(Extracted data):
◇ ◇ ◇ ◇

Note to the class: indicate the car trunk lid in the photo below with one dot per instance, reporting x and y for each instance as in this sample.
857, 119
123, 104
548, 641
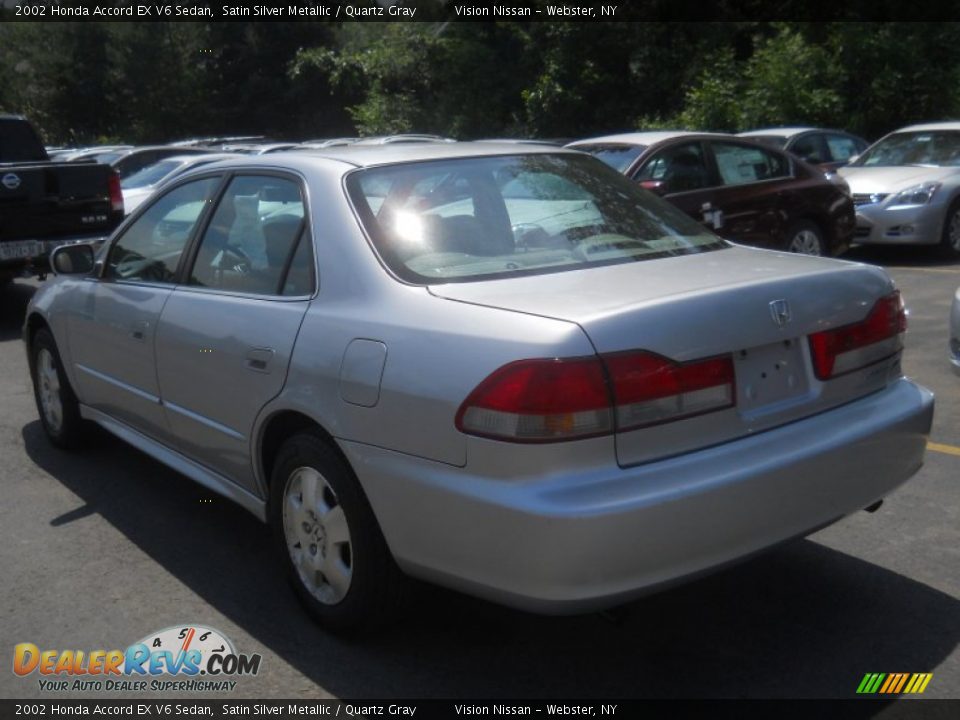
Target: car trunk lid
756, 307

◇ ◇ ◇ ◇

(Directions for this task): All records above need to be returned exactly. Omit the pictures.

(Task output):
Note to the class: indicate the car trunk lid in the photo below with one dot per instance, reporting x and y for each instance as in this sample.
857, 119
123, 104
548, 641
Target: car trunk lid
756, 307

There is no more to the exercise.